作業一覧:
(A) 抜粋によると、2019年6月末時点でMONETコンソーシアムに加入していた企業は何社か。
(B) 医療×MaaSのインタビュー記事を、最後の文に続けて書き継いでください。

---------- 抜粋 ----------

日本発で取り組む医療×MaaS、病院にも稼働率改善が必要だ:つながるクルマ キーマンインタビュー(1/3 ページ)
自動車業界以外の企業はMaaSでどんな課題を解決し、何を実現しようとしているのか。MONETコンソーシアムのメンバーでもあるフィリップス・ジャパンの戦略企画・事業開発兼HTSコンサルティング シニアマネジャー 佐々木栄二氏に話を聞いた。
ソフトバンクとトヨタ自動車が立ち上げた共同出資会社「MONET Technologies」のコンソーシアムには、さまざまな業種の企業が参加している。2019年6月末時点の加入社数は276社で、MaaS(Mobility-as-a-Service、自動車などの移動手段をサービスとして利用すること)に対する関心の高さがうかがえる。

---------- データ ----------

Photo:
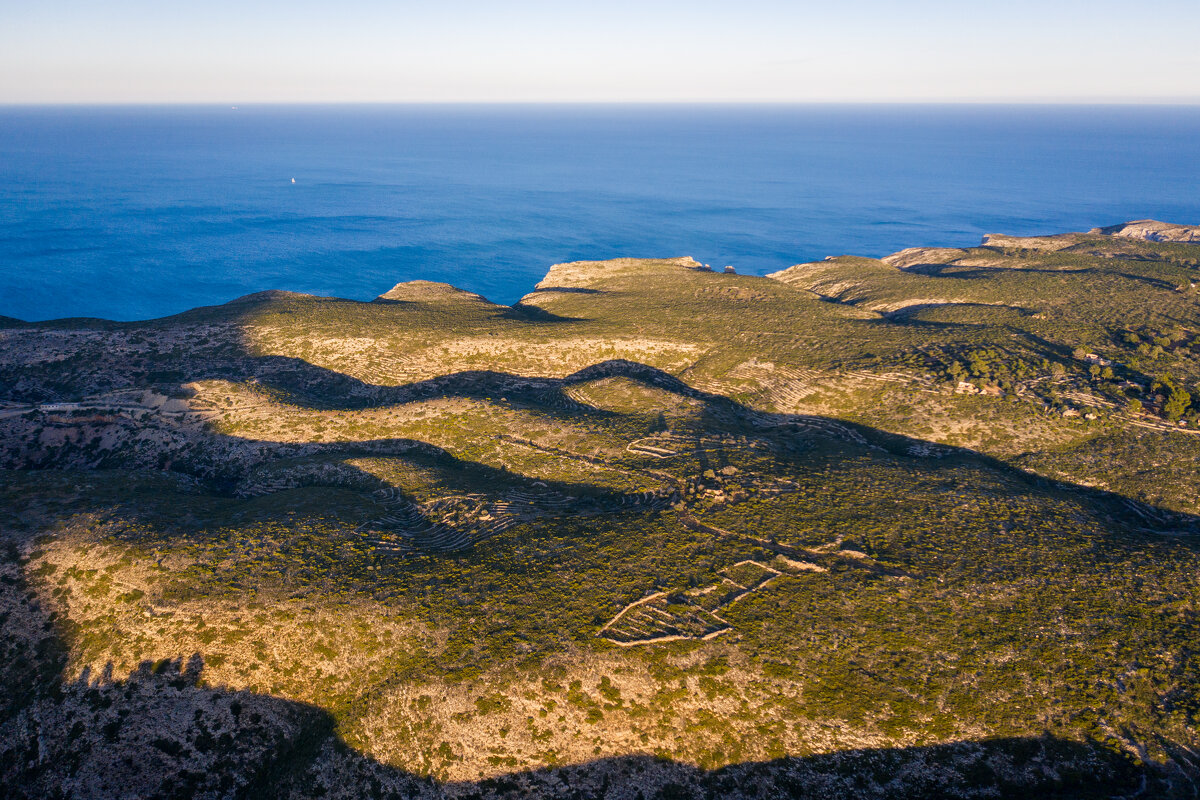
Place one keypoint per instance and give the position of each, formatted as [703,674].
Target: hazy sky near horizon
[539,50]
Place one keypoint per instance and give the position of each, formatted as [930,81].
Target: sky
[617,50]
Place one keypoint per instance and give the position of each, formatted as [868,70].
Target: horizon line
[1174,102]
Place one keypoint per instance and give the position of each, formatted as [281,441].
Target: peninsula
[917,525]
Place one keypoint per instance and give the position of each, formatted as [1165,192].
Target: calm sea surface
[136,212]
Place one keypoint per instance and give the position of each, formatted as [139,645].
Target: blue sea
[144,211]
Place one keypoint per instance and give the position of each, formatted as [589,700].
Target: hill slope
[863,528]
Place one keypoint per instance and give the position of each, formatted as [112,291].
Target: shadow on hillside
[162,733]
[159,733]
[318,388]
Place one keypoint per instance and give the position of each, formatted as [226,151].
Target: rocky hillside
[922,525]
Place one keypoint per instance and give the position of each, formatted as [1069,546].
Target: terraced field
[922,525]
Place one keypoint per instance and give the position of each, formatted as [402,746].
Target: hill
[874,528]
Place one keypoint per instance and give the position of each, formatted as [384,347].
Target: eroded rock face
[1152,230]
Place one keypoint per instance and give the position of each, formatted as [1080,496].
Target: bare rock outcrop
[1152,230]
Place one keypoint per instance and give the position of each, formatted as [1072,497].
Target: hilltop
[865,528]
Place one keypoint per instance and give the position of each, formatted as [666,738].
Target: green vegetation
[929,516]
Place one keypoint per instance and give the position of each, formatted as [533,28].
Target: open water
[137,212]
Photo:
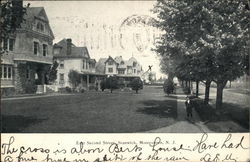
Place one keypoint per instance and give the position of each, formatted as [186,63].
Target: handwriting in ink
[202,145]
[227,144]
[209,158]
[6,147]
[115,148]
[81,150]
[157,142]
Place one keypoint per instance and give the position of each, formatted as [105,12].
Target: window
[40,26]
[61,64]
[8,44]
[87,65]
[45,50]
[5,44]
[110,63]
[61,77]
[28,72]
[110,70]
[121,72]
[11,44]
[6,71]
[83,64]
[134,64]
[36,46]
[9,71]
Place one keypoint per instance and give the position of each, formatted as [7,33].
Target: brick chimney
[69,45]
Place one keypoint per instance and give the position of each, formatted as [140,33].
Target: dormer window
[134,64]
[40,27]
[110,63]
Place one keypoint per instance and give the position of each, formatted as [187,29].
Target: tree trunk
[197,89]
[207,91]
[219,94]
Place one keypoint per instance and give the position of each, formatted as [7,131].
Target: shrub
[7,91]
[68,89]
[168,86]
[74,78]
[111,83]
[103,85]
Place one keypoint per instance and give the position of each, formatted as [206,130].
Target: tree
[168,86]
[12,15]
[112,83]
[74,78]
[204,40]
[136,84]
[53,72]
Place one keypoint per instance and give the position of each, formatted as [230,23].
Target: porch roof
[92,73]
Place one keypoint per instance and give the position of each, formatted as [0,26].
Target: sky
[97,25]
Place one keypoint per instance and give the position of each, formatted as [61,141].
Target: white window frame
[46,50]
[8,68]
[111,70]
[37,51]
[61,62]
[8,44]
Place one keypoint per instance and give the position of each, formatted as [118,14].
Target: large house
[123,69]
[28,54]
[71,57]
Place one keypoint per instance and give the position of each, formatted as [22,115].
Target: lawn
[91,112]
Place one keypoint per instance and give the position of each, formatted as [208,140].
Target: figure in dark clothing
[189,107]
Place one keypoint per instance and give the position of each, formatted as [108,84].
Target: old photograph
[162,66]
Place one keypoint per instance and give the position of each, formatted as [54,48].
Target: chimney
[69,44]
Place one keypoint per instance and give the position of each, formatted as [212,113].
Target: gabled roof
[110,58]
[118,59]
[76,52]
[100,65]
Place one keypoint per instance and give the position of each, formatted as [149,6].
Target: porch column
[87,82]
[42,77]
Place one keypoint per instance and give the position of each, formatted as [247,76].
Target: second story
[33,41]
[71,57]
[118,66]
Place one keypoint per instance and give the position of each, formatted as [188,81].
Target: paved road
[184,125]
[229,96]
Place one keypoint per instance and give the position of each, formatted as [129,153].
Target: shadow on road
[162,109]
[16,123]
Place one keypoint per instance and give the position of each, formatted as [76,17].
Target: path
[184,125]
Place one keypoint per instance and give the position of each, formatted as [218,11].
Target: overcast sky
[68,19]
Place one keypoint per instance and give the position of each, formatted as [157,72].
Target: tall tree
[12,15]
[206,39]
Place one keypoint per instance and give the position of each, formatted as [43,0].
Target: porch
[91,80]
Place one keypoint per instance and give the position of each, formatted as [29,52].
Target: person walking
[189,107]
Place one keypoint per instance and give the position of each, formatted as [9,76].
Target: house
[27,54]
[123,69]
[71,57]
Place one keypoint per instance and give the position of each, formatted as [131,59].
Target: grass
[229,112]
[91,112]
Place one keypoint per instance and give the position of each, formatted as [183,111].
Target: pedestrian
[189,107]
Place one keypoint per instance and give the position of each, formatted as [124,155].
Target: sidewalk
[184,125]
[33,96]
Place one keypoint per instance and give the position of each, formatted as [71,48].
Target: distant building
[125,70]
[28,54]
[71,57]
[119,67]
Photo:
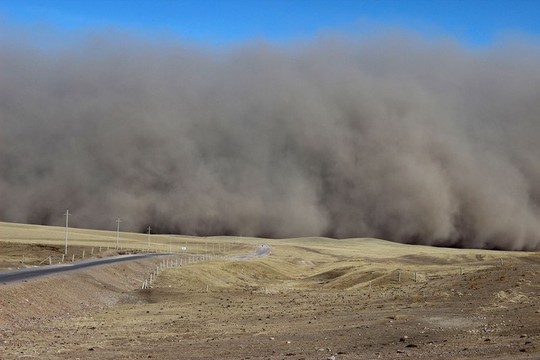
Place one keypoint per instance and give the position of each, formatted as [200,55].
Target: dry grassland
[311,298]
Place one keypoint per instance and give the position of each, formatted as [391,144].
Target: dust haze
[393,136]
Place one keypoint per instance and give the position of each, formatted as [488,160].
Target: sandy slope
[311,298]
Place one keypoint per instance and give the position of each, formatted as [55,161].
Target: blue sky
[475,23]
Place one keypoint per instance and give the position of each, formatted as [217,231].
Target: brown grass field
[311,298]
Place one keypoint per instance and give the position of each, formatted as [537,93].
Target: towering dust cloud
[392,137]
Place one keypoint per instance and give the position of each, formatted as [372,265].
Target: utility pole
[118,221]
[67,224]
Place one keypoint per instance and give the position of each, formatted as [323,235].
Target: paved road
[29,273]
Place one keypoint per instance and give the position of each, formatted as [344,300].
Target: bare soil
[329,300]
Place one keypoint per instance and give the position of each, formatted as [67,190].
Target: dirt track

----------

作業別の回答:
(A) 276社。

(B)
自動車業界以外の企業はMaaSでどんな課題を解決し、何を実現しようとしているのか。MONETコンソーシアムのメンバーでもあるフィリップス・ジャパンの戦略企画・事業開発兼HTSコンサルティング シニアマネジャー 佐々木栄二氏に話を聞いた。
医療にアクセスできない人のために、ITだけでなくモビリティが必要
MONOist フィリップスは医療機器メーカーとして知られていますが、なぜモビリティに関心を寄せているのですか。
佐々木氏 ヘルステックでナンバーワンになるというビジョンの下で、ヘルスケアにITやIoT(モノのインターネット)といったデジタル技術を取り入れようと取り組んでいる。しかし、患者やユーザーとの接点をいかに持つかという点では、治療や薬の処方などリアルなやりとりが必要な場面がまだたくさんあり、デジタル技術を誰もが使いこなせるわけでもない。そこで、モビリティを活用することが必要であり、ニーズがあると考えた。
MONETを立ち上げたソフトバンクとは2017年から提携している。MaaSに関しては2018年12月の戦略発表会で取り組む方針を示し、その後MONETコンソーシアムに参加した。
MONOist 患者やユーザーとの接点とはどういうものですか。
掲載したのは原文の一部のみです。